++++ MATERIALS PROVIDED ++++

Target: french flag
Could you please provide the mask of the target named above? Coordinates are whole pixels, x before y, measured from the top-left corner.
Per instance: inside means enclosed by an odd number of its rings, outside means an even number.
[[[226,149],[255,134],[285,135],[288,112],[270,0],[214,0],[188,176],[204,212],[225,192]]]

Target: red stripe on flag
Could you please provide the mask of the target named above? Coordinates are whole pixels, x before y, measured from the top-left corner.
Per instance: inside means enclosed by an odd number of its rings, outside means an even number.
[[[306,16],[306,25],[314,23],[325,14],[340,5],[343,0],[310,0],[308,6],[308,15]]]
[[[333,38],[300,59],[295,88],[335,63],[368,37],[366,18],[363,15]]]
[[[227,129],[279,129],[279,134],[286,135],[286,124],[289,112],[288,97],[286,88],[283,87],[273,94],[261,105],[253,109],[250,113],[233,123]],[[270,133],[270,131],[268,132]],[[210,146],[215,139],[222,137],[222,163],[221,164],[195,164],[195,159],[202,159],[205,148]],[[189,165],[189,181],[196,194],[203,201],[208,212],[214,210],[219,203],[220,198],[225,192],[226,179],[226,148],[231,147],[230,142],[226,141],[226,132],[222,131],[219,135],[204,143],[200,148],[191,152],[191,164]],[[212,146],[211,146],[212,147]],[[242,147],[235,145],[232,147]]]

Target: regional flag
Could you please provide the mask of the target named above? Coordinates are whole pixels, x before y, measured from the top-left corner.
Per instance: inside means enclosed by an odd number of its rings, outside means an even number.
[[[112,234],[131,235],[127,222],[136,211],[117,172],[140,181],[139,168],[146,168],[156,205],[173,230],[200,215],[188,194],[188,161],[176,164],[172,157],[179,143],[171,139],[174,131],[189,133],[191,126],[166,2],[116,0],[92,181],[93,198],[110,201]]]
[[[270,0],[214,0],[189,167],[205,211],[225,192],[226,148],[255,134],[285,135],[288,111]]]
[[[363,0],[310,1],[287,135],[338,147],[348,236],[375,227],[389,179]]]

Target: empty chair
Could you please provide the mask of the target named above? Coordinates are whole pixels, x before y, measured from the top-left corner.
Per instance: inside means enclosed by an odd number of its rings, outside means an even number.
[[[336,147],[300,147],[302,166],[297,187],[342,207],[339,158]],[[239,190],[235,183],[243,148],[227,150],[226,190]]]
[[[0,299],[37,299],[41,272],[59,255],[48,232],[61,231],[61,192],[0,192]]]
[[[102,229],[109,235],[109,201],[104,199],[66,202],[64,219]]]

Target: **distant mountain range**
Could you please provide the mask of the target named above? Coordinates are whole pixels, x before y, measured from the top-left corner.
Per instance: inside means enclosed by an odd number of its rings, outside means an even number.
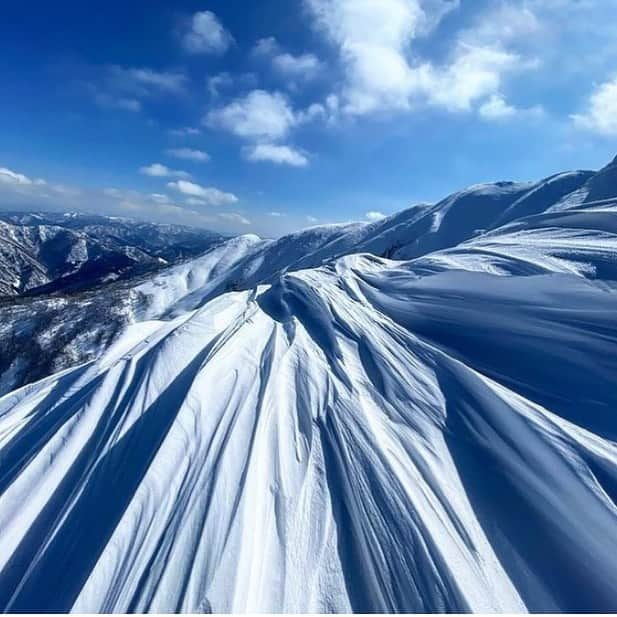
[[[80,290],[203,253],[223,237],[83,214],[0,213],[0,296]]]

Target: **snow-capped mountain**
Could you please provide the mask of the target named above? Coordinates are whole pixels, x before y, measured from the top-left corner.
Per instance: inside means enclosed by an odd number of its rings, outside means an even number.
[[[615,163],[53,300],[2,610],[617,611]]]
[[[79,290],[194,257],[209,231],[82,214],[0,214],[0,297]]]

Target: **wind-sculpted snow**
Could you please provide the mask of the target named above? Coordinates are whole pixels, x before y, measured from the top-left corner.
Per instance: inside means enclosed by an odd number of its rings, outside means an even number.
[[[613,284],[414,268],[287,274],[0,399],[0,607],[617,610]]]
[[[56,298],[106,351],[0,398],[0,609],[617,611],[613,174]]]

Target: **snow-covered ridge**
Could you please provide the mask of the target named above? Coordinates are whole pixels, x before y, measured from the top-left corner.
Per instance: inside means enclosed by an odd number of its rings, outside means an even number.
[[[595,177],[127,289],[0,398],[0,607],[616,611],[617,184],[553,208]]]

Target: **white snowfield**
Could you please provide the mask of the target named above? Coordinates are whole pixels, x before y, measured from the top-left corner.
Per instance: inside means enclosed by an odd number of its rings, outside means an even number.
[[[249,236],[134,290],[0,398],[0,609],[617,611],[617,200],[551,182],[427,254],[452,204],[393,217],[406,260],[314,230],[363,252],[265,282],[299,258]]]

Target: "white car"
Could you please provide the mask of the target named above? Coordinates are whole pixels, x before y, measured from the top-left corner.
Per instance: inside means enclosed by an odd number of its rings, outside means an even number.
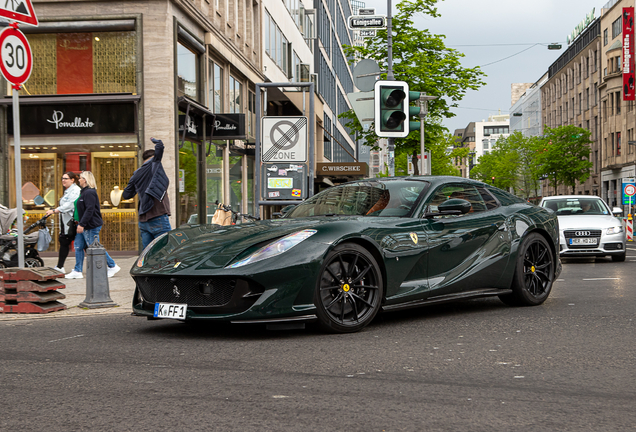
[[[625,230],[613,211],[601,198],[593,195],[546,197],[539,204],[556,212],[559,219],[561,257],[611,256],[625,261]]]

++++

# [TASK STATEMENT]
Go through the data above and find the lines with the word "white". Copy each of those lines.

# [TASK ANSWER]
Target: **white snowfield**
Target: "white car"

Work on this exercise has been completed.